§ Page excerpt
= = = =

Oh, and if you come up with a good combo let me know, I'd love to try it.

Monday, July 6, 2009

By request

I’ve been asked to post my 5k training schedule as some of you are interested. I do each workout three times a week.

Week 1
Brisk five-minute warm up walk. Then alternate 60 seconds of jogging and 90 seconds of walking for a total of 20 minutes. Five minute cool down.

Week 2
Brisk five-minute warm up walk. Then alternate 90 seconds of jogging and two minutes of walking for a total of 20 minutes. Five minute cool down.

Week 3
Brisk five-minute warm up walk, then two repetitions of the following: Jog 90 seconds, walk 90 seconds, jog 3 minutes, walk 3 minutes. Five minute cool down.

Week 4
Brisk five-minute warm up walk, then jog 3 minutes, walk 90 seconds, jog 5 minutes, walk 2.5 minutes, jog 3 minutes, walk 90 seconds, jog 5 minutes. Five minute cool down.

Week 5
Work out one: Brisk five-minute warm up walk, then jog 5 minutes, walk 3 minutes, jog 5 minutes, walk 3 minutes, jog 5 minutes. Five minute cool down.

Work out two: Brisk five-minute warm up walk, then jog 8 minutes, walk 5 minutes, jog 8 minutes. Five minute cool down.

Work out three: Brisk five-minute warm up walk, then jog 20 minutes with no walking. Five minute cool down.

Week 6
Work out one: Brisk five-minute warm up walk, then jog 5 minutes, walk 3 minutes, jog 8 minutes, walk 3 minutes, jog 5 minutes. Five minute cool down.

Work out two: Brisk five-minute warm up walk, then jog 10 minutes, walk 3 minutes, jog 10 minutes. Five minute cool down.

Work out three: Brisk five-minute warm up walk, then jog for 25 minutes with no walking. Five minute cool down.

Week 7
Brisk five-minute warm up walk, then jog for 25 minutes with no walking. Five minute cool down.

Week 8
Brisk five-minute warm up walk, then jog for 28 minutes with no walking. Five minute cool down.

Week 9
Brisk five-minute warm up walk, then jog for 30 minutes with no walking. Five minute cool down.

Some of the later weeks seem a little scary but hopefully by the time I get to them they won't be so scary anymore.

Sunday, July 5, 2009

Tricia says RELAX

Here it is again... The end of another weekend. They sure do go fast don't they? This one was even a long weekend! Even though it seems too short, it was still good.

I had Friday off from work in honor of the Fourth of July. It was a great, really relaxing day. I kept to my 5k training schedule and ran on the treadmill at home. I really enjoyed working out in the privacy of my home. I was able to sing and dance along with the music... Mostly during the cool down but it was still fun. Becky brought Pierce over and we swam and had lunch and read magazines on the porch. It was really nice.

Friday night Joe and I took a trip to Target and went out to dinner. Going out to eat while dieting is tough. The restaurant we went to had a "healthy" menu that listed the calories and fat and carbs in the dishes but I was still on my i-phone trying to find the nutrition info on the rest of the menu items. Thank goodness for technology! After a little bit of stress we were able to pick dinners and still stick to our diets. We did agree that we wouldn't be going out to dinner anymore without lots of advanced planning.

= = = =

§ What to work on
**A.** List every person named in the blog excerpt.
**B.** According to the blog excerpt, how many times a week is each workout in the 5k training schedule done?

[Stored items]

= = = =

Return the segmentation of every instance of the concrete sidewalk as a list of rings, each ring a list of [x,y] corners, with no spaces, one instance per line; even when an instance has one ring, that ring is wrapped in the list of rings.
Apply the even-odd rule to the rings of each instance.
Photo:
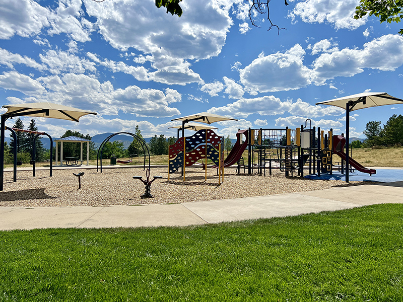
[[[403,181],[277,195],[142,206],[0,207],[0,230],[188,225],[403,203]]]

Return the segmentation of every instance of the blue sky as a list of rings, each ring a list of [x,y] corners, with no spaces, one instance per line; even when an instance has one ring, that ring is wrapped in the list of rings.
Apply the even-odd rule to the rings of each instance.
[[[359,0],[289,3],[271,2],[271,19],[286,28],[279,33],[264,16],[253,27],[245,0],[183,0],[180,18],[154,0],[0,0],[2,105],[98,113],[80,123],[36,118],[53,137],[137,125],[145,137],[175,135],[172,119],[208,111],[237,118],[214,125],[235,138],[238,128],[295,128],[307,118],[341,133],[345,112],[315,103],[365,91],[403,98],[401,25],[355,20]],[[353,112],[351,136],[401,109]]]

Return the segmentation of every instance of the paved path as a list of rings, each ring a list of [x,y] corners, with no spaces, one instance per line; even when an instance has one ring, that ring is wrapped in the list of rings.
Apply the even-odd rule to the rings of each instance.
[[[403,203],[403,181],[176,204],[0,207],[0,230],[188,225],[299,215],[385,203]]]

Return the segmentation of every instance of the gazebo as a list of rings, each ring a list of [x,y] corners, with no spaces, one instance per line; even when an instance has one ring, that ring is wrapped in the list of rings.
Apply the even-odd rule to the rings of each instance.
[[[88,166],[88,161],[89,160],[90,156],[90,142],[91,140],[86,139],[85,138],[82,138],[81,137],[78,137],[77,136],[68,136],[67,137],[63,137],[62,138],[59,138],[54,141],[56,142],[56,165],[57,165],[57,154],[58,148],[57,144],[60,142],[60,165],[63,166],[63,142],[67,141],[69,142],[80,142],[81,146],[80,148],[80,160],[81,162],[83,161],[83,143],[87,142],[87,166]]]

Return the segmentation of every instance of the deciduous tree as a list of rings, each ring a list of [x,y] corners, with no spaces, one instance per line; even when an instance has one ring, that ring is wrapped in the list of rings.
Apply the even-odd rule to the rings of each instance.
[[[359,19],[367,14],[379,18],[381,23],[398,23],[403,18],[403,0],[361,0],[354,18]],[[403,34],[403,29],[399,33]]]

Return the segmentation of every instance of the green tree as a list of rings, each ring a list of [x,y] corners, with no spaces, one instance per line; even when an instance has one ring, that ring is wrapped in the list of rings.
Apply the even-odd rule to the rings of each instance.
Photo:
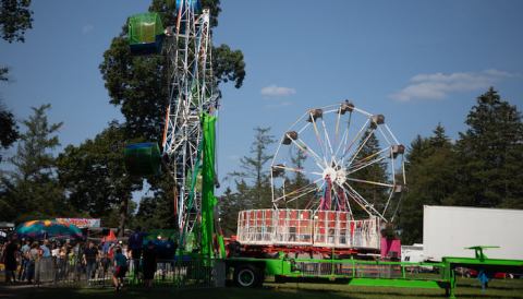
[[[242,189],[242,187],[240,187]],[[232,192],[230,188],[226,189],[223,195],[219,199],[218,219],[224,236],[236,235],[238,214],[245,206],[243,195],[239,192]]]
[[[369,135],[370,134],[370,135]],[[354,162],[350,168],[358,168],[360,166],[368,163],[368,157],[372,157],[375,153],[381,151],[379,145],[379,140],[372,131],[365,132],[365,134],[360,140],[358,148],[361,151],[356,154]],[[387,165],[382,162],[375,163],[373,165],[366,166],[351,175],[351,178],[374,182],[387,182]],[[378,212],[382,212],[385,204],[387,203],[387,189],[380,186],[365,183],[365,182],[351,182],[354,186],[354,189],[370,204],[374,205]],[[353,208],[354,216],[367,216],[358,206]]]
[[[296,150],[294,153],[292,153],[291,156],[291,165],[295,169],[303,169],[305,160],[307,159],[307,156],[305,155],[305,152],[302,150]],[[304,188],[308,184],[311,184],[311,180],[305,176],[303,172],[294,172],[294,171],[287,171],[285,172],[285,192],[292,192],[294,190],[299,190],[301,188]],[[285,202],[287,204],[287,202]],[[289,203],[289,208],[305,208],[307,205],[306,201],[293,201],[292,203]]]
[[[10,147],[19,139],[17,125],[14,116],[0,103],[0,146]],[[2,162],[2,155],[0,155]]]
[[[402,241],[422,242],[423,205],[448,204],[455,191],[455,154],[453,145],[438,124],[433,135],[419,135],[411,143],[408,154],[406,181],[409,192],[402,201],[399,219]]]
[[[203,5],[210,8],[211,25],[218,24],[219,1],[206,0]],[[154,0],[149,11],[160,13],[165,26],[174,25],[171,5]],[[110,103],[120,106],[127,123],[127,135],[160,140],[166,115],[168,59],[163,56],[133,57],[126,40],[126,26],[120,36],[113,38],[104,53],[100,72],[106,81]],[[221,45],[214,49],[214,71],[217,82],[233,81],[240,87],[245,76],[243,55]]]
[[[65,147],[58,159],[60,182],[71,205],[105,223],[118,223],[120,234],[129,227],[132,192],[142,189],[142,179],[125,170],[124,132],[113,121],[94,140]]]
[[[25,31],[33,28],[31,0],[2,0],[0,7],[0,33],[9,43],[25,41]]]
[[[460,133],[460,171],[452,203],[523,207],[523,122],[515,106],[490,87],[477,98]]]
[[[268,148],[276,142],[269,134],[270,128],[256,127],[250,156],[240,159],[240,171],[229,174],[234,179],[236,190],[252,207],[271,207],[270,177],[266,170],[267,163],[272,159]]]
[[[10,206],[2,218],[50,217],[70,212],[52,154],[60,145],[56,134],[62,123],[49,123],[46,111],[50,107],[33,108],[33,116],[23,121],[26,131],[20,136],[16,154],[9,159],[14,170],[3,177],[0,188],[1,205]],[[16,214],[9,215],[9,211]]]
[[[142,198],[136,224],[145,229],[149,228],[178,228],[174,217],[174,194],[172,178],[159,176],[147,178],[153,187],[149,192],[153,195]]]

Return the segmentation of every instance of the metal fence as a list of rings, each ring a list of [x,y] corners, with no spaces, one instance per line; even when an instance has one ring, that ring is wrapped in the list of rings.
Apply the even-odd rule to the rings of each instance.
[[[143,260],[129,260],[123,278],[127,286],[144,284]],[[26,280],[36,285],[110,287],[114,274],[110,259],[93,263],[69,261],[59,258],[42,258],[29,262],[22,270]],[[186,288],[223,287],[226,265],[219,260],[158,260],[153,272],[153,285]]]
[[[305,276],[345,276],[353,278],[409,278],[423,279],[428,272],[439,272],[440,264],[370,262],[370,261],[304,261],[294,264]]]
[[[242,244],[315,246],[379,249],[377,217],[354,220],[348,212],[246,210],[238,216]]]

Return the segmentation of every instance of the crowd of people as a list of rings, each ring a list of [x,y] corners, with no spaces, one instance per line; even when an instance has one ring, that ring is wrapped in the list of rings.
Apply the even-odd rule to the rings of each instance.
[[[112,274],[115,290],[123,287],[124,277],[127,272],[132,272],[133,277],[139,277],[145,286],[151,287],[161,250],[150,240],[144,246],[144,236],[139,227],[125,243],[104,239],[98,242],[29,240],[13,235],[0,248],[0,262],[4,264],[8,284],[39,283],[39,275],[49,273],[52,268],[56,280],[81,280],[85,277],[88,284],[96,277]],[[175,248],[172,253],[174,250]],[[165,254],[160,255],[166,259]]]

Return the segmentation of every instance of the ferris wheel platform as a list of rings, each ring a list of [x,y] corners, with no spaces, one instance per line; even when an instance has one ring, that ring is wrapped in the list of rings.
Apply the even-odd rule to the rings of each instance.
[[[379,250],[377,217],[352,219],[349,212],[247,210],[238,217],[236,240],[245,246]]]

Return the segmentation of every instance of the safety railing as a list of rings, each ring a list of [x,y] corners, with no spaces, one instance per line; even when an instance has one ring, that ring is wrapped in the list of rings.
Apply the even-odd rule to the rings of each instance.
[[[352,219],[350,213],[312,210],[248,210],[238,217],[243,244],[379,249],[379,219]]]
[[[25,282],[36,285],[110,287],[114,266],[108,258],[87,263],[74,259],[40,258],[24,263],[22,272]],[[153,265],[144,265],[143,260],[127,261],[123,275],[124,285],[145,284],[146,276],[150,276],[151,285],[157,287],[222,287],[226,266],[222,261],[206,259],[157,260]]]

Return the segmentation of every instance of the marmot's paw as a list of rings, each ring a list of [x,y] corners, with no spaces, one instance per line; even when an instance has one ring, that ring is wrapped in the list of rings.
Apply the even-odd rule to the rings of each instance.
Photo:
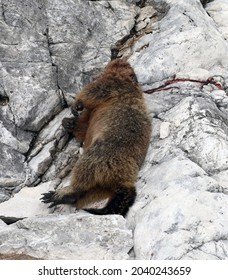
[[[49,191],[48,193],[42,193],[42,197],[40,198],[40,200],[43,203],[51,203],[50,206],[48,208],[51,208],[55,205],[57,205],[58,203],[56,203],[55,201],[55,191]]]
[[[71,107],[71,113],[75,116],[78,117],[79,113],[84,109],[83,102],[81,100],[78,100],[75,102],[72,107]]]
[[[76,125],[75,118],[64,118],[62,120],[62,126],[68,131],[72,131],[75,128],[75,125]]]
[[[73,204],[76,201],[74,194],[59,195],[58,191],[49,191],[48,193],[42,193],[40,200],[43,203],[51,203],[48,208],[52,208],[58,204]]]

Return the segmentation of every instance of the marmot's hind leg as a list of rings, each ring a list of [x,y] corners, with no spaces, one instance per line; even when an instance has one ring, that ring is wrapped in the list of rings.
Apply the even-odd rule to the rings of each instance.
[[[40,200],[43,203],[51,203],[48,208],[52,208],[58,204],[74,204],[77,196],[71,191],[71,187],[65,187],[57,191],[43,193]]]
[[[129,188],[120,186],[116,188],[113,197],[109,200],[107,205],[102,209],[83,209],[91,214],[109,215],[120,214],[125,216],[135,201],[136,190],[135,187]]]

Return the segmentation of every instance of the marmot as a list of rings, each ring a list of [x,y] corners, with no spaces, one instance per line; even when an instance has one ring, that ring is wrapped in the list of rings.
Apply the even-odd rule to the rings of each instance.
[[[84,153],[72,170],[70,186],[45,193],[41,200],[49,207],[74,204],[80,209],[109,198],[102,209],[84,210],[125,216],[135,201],[134,184],[151,135],[143,92],[130,64],[110,61],[76,95],[72,113],[62,124],[83,143]]]

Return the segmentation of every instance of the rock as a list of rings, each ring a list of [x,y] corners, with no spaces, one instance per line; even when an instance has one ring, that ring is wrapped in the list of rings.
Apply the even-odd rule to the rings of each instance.
[[[170,133],[170,123],[162,122],[160,126],[160,138],[164,139],[169,136]]]
[[[53,212],[41,201],[41,194],[53,190],[56,182],[47,182],[38,187],[24,187],[8,201],[0,204],[0,219],[11,223],[26,217],[45,216]]]
[[[223,74],[228,67],[227,42],[199,1],[160,2],[167,14],[153,24],[152,33],[136,42],[129,59],[140,83],[152,84],[192,69]]]
[[[118,215],[28,218],[0,228],[0,236],[1,254],[17,252],[39,259],[128,259],[133,245],[132,232]]]

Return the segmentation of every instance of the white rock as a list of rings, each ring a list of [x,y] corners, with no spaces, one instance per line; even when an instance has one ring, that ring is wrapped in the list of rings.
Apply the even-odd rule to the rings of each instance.
[[[160,138],[164,139],[169,136],[170,133],[170,123],[162,122],[160,126]]]
[[[77,213],[28,218],[0,228],[0,253],[41,259],[128,259],[132,232],[119,215]]]
[[[41,194],[53,190],[55,182],[40,184],[38,187],[25,187],[13,198],[0,204],[0,218],[4,220],[21,219],[47,215],[53,210],[40,201]]]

= = = =

§ Answers below
**A.** Tricia, Becky, Pierce, Joe

**B.** Three times a week.